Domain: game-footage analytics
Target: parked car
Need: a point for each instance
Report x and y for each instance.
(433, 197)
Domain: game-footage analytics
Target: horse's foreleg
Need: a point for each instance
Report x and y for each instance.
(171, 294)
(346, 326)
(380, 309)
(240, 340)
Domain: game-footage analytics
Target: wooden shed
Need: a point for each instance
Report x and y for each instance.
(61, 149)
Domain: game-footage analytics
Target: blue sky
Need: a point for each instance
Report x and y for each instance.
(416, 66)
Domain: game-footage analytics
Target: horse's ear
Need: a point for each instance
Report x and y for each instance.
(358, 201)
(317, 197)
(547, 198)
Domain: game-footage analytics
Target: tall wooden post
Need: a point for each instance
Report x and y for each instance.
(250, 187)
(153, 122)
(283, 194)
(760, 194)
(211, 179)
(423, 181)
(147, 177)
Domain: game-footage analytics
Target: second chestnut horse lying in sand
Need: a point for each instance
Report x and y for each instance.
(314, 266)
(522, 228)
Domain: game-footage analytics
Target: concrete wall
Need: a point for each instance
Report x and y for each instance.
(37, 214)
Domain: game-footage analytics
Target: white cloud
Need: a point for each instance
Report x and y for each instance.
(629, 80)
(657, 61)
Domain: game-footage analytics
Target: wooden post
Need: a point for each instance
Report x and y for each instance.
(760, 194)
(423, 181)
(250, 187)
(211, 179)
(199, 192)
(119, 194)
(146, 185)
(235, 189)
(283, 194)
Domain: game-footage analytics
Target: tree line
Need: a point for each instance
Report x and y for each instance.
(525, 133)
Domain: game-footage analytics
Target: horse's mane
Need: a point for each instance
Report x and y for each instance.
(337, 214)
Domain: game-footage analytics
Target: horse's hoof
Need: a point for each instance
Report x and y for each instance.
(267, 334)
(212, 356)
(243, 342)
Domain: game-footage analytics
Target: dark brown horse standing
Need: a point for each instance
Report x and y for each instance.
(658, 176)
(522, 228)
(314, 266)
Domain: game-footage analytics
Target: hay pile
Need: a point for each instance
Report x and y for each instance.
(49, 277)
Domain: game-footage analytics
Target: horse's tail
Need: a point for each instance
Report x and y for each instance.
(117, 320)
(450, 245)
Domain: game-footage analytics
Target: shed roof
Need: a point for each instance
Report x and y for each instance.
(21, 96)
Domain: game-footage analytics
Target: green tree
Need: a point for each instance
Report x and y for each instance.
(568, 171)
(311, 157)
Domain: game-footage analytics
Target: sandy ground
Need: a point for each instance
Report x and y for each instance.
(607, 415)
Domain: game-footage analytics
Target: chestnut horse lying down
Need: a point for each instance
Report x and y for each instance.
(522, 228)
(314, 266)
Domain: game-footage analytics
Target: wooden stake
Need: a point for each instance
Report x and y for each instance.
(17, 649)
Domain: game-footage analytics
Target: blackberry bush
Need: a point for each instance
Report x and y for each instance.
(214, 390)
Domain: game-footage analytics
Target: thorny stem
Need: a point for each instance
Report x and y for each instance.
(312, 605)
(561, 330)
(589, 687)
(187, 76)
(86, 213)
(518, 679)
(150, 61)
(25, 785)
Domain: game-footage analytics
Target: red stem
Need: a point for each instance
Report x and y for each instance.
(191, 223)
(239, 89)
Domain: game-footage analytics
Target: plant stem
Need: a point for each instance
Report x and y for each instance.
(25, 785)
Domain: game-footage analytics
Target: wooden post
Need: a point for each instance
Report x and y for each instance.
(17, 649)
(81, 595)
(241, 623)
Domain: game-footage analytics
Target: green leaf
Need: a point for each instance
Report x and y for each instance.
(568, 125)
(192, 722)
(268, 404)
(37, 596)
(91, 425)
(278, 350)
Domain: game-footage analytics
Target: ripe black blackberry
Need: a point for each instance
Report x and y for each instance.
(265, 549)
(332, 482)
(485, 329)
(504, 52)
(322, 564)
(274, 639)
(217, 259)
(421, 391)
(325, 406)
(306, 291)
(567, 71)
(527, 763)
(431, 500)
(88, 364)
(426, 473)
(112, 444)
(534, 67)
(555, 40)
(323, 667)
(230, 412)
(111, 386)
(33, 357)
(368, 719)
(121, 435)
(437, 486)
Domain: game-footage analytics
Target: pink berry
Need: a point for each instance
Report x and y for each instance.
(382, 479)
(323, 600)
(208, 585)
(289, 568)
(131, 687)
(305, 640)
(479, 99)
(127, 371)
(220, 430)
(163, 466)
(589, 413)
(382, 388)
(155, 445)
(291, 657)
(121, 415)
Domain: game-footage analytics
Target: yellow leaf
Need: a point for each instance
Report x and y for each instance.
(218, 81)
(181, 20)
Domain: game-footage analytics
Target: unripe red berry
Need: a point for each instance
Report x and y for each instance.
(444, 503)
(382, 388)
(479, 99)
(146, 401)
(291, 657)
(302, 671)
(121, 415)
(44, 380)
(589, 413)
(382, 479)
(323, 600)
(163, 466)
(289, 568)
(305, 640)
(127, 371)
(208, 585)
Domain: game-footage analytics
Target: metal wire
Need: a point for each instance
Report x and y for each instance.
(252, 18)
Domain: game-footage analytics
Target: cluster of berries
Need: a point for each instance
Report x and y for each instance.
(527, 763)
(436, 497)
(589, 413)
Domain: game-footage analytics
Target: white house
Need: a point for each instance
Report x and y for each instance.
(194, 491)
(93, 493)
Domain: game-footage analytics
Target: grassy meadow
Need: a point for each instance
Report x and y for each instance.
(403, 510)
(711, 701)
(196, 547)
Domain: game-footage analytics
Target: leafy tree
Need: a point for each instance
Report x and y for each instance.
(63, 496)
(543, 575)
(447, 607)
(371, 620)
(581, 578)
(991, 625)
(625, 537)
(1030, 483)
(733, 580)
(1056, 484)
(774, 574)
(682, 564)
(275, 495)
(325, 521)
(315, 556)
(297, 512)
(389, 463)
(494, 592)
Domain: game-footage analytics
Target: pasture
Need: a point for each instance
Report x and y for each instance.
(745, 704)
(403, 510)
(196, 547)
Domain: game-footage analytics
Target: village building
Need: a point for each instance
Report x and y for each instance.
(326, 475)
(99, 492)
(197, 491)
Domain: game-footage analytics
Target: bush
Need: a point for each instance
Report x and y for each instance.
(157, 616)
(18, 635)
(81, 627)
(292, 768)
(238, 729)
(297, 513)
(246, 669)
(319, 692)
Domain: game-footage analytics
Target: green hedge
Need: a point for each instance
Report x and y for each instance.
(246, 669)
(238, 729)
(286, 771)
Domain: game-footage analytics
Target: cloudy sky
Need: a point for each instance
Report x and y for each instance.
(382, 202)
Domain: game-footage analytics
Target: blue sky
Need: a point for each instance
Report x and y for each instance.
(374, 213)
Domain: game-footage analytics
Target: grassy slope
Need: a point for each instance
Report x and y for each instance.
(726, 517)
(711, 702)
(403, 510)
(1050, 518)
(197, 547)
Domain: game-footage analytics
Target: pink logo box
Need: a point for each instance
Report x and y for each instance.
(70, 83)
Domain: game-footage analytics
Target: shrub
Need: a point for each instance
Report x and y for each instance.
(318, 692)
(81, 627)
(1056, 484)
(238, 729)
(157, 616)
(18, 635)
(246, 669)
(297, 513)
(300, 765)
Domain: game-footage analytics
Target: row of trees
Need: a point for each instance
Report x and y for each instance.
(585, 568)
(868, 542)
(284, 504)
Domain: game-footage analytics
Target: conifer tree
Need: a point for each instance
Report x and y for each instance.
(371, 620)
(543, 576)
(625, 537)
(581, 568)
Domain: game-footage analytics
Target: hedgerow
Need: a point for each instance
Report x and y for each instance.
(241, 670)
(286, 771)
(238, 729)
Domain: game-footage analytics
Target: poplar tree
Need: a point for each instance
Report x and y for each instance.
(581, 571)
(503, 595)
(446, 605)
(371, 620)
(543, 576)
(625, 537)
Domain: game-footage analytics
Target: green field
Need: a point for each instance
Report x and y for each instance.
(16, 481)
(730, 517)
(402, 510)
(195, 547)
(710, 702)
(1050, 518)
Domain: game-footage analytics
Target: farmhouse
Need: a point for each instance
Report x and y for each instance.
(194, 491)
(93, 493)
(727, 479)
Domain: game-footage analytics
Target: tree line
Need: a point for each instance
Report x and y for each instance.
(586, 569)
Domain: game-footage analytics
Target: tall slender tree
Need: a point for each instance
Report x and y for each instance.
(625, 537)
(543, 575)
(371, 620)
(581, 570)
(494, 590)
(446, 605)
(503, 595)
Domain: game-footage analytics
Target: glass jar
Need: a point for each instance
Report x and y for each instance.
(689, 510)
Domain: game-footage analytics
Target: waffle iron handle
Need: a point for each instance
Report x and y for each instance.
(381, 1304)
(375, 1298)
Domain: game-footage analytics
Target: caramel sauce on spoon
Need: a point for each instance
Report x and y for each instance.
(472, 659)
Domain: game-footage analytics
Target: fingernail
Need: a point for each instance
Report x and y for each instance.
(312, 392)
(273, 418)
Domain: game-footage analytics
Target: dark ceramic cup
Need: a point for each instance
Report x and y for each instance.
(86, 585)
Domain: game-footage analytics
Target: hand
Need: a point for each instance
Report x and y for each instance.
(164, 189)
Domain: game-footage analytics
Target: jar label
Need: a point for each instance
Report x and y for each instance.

──────

**PROBLEM STATEMENT:** Your task is to copy each line of the material that contains the word "dark".

**REPLY:**
Target: dark brown horse standing
Target: dark ceramic cup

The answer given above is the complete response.